* [PROBLEM TO WORK ON]:
Without the pictures, write the listing out again exactly as it appears.

* [MATERIAL PROVIDED]:
Start of Block

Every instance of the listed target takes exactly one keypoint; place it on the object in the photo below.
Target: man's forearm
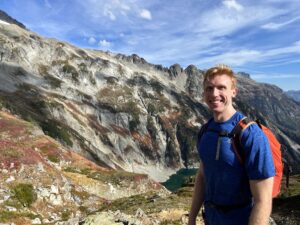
(262, 196)
(198, 198)
(260, 213)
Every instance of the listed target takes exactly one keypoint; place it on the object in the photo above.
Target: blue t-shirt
(226, 178)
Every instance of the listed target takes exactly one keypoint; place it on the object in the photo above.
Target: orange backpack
(274, 145)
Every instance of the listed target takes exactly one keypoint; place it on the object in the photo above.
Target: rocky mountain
(120, 111)
(43, 182)
(294, 94)
(6, 18)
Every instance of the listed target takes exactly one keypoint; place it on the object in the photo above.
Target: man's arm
(198, 196)
(262, 196)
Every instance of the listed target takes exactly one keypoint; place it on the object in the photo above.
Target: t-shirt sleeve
(258, 156)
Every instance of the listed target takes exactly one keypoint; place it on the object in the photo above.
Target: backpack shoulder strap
(236, 135)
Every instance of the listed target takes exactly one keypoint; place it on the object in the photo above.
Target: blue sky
(261, 38)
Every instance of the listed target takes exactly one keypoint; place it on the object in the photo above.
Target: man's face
(218, 93)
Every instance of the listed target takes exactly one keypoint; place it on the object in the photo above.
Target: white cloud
(104, 44)
(232, 4)
(92, 41)
(109, 13)
(276, 26)
(146, 14)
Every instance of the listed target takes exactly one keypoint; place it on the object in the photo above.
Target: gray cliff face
(121, 111)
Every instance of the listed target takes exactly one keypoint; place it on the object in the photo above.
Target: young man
(233, 193)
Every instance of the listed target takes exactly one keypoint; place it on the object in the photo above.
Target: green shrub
(24, 193)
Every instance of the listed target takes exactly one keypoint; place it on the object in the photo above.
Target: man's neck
(224, 116)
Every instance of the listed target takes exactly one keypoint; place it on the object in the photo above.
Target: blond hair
(220, 69)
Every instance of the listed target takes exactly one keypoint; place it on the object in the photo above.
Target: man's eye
(208, 89)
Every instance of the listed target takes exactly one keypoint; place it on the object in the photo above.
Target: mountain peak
(6, 18)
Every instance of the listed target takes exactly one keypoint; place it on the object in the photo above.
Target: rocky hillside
(120, 111)
(44, 183)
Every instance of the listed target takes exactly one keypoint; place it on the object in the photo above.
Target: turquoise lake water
(176, 180)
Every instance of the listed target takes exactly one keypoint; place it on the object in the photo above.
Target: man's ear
(234, 91)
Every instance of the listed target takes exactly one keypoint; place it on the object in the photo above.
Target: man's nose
(215, 91)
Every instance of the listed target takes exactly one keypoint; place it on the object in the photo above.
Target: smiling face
(218, 93)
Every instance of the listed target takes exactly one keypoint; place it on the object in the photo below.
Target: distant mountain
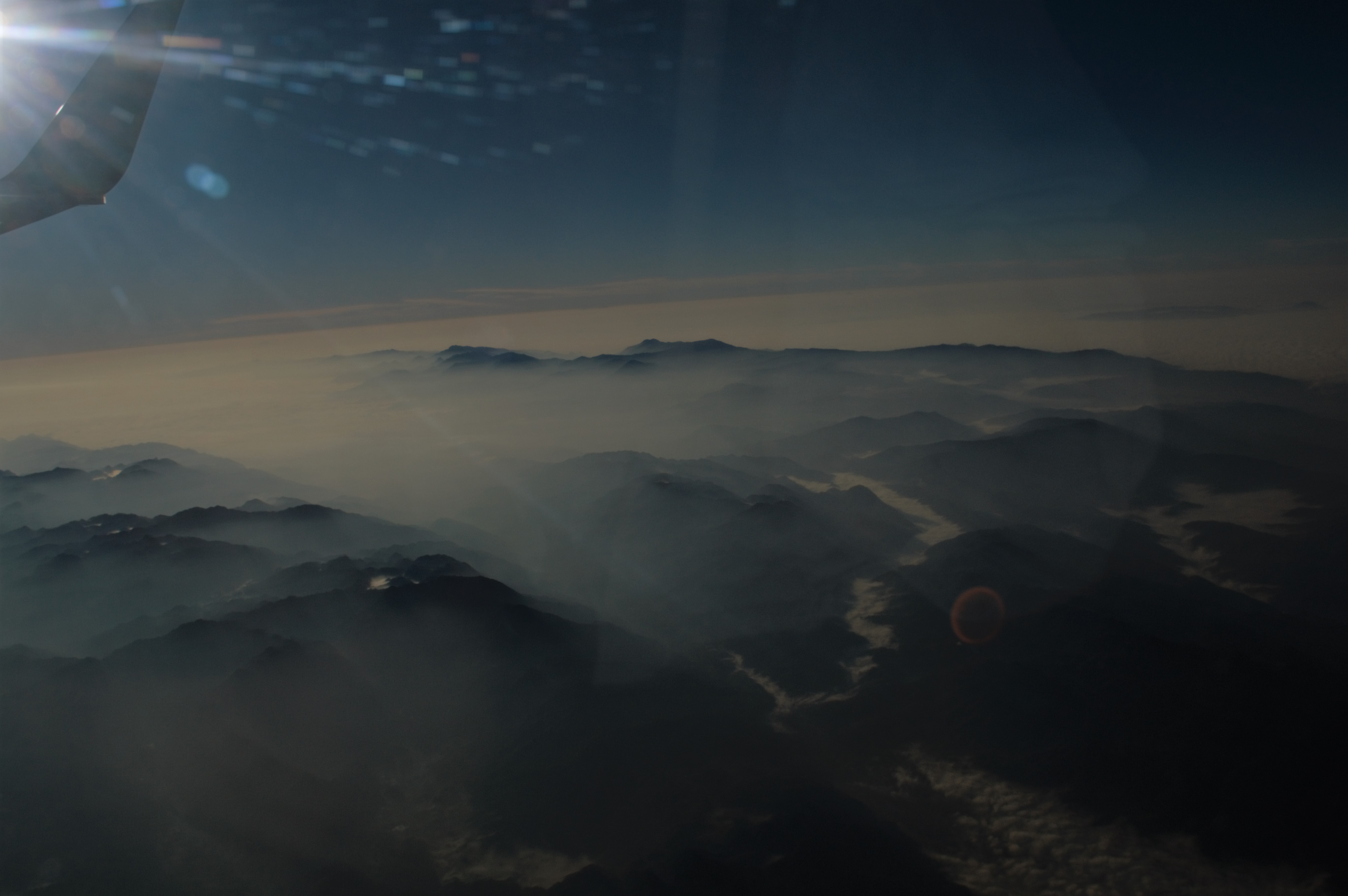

End of Block

* [OUTPUT OF THE TASK]:
Every instance of the listed target takes exactly one keypoint; place it on the object in the photo below.
Target: man's forearm
(262, 196)
(198, 198)
(260, 213)
Every instance of the listed target takes exactly one keypoint; place it on the object in the photo above.
Target: blue t-shirt
(226, 178)
Every instance of the listed target takes exactly one keypoint; place it on the object in the photo above.
Target: orange backpack
(274, 145)
Every instance of the listed target takes exactly one keypoint; place it on the object in the photo above.
Target: rocky mountain
(120, 111)
(43, 182)
(294, 94)
(6, 18)
Every instance of the listed target takes exactly one keypoint; place it on the object in the photo above.
Target: man's arm
(198, 196)
(262, 196)
Every instance of the listed target takes exactly one keypoint; place it on the object in the photo above.
Target: t-shirt sleeve
(258, 156)
Every instance of the listed target takes exactly one keypoint; place it on the object in the photo above.
Target: backpack shoulder strap
(236, 135)
Every instance of the listed target takes exactly one keypoint; place it on the object in the photo above.
Target: blue sky
(261, 38)
Every instance of the listed target takes exactly one keypoint; place it on the object in the photo above.
Target: man's face
(218, 93)
Every instance of the listed target takes exactly one keypoint; place it on the object in the photo above.
Target: white cloud
(104, 44)
(232, 4)
(92, 41)
(109, 13)
(276, 26)
(146, 14)
Every instance of the listed target takes exactly one keypoint; place it on the object in the photo above.
Target: gray cliff face
(121, 111)
Every instance of the listed target takes exactly one keypoint; place it on the object in the photo above.
Target: young man
(233, 193)
Every instance of the listed target takes exactly one keypoint; place it on the object in the photo above.
Target: green shrub
(24, 193)
Every instance of the listed target takes exactly one keypoint; place it on the object in the photo above.
Target: man's neck
(224, 116)
Every instance of the listed target takes exactly one keypoint; place it on the object in the photo above.
Target: blond hair
(220, 69)
Every instance of the listed target takes exactly one keypoint; place it on the object in the photo above.
Target: man's eye
(208, 89)
Every instance of the listed target takes exactly one keypoint; place it on the object in the photo above.
Target: mountain peak
(6, 18)
Every instance of the listed target takes exactly one keypoint; place it on the object in the photo above.
Target: rocky hillside
(120, 111)
(44, 183)
Every instance of the listed target takes exactly one keypoint; place it on the object in the photo above.
Target: turquoise lake water
(176, 180)
Every instance of the listed target takes exactly one keypoint; place it on the object in the photo above.
Target: man's ear
(234, 91)
Every instance of the listed target takes exactly one keypoint; place it on the object in the photo above.
Target: man's nose
(215, 91)
Every instance of the listed target takes exactly one keypoint; place it on the object in the photo above.
Target: smiling face
(218, 93)
Every instance of the listed target takes exactly one keypoint; place it on the object in the photo below.
Target: distant mountain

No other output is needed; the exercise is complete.